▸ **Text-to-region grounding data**
Segment Open

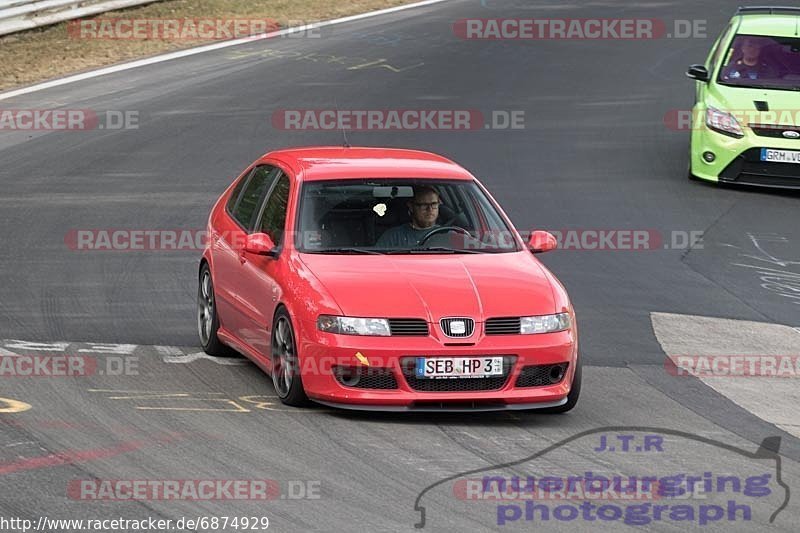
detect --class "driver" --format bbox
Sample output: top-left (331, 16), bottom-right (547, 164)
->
top-left (721, 37), bottom-right (777, 81)
top-left (375, 185), bottom-right (441, 248)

Segment Closed

▸ **What the exercise asks**
Return each entry exactly as it appears above, but exclude the pictures.

▸ **Written solution**
detect --class "driver" --format bbox
Sample output: top-left (331, 16), bottom-right (547, 164)
->
top-left (721, 37), bottom-right (777, 81)
top-left (375, 185), bottom-right (441, 248)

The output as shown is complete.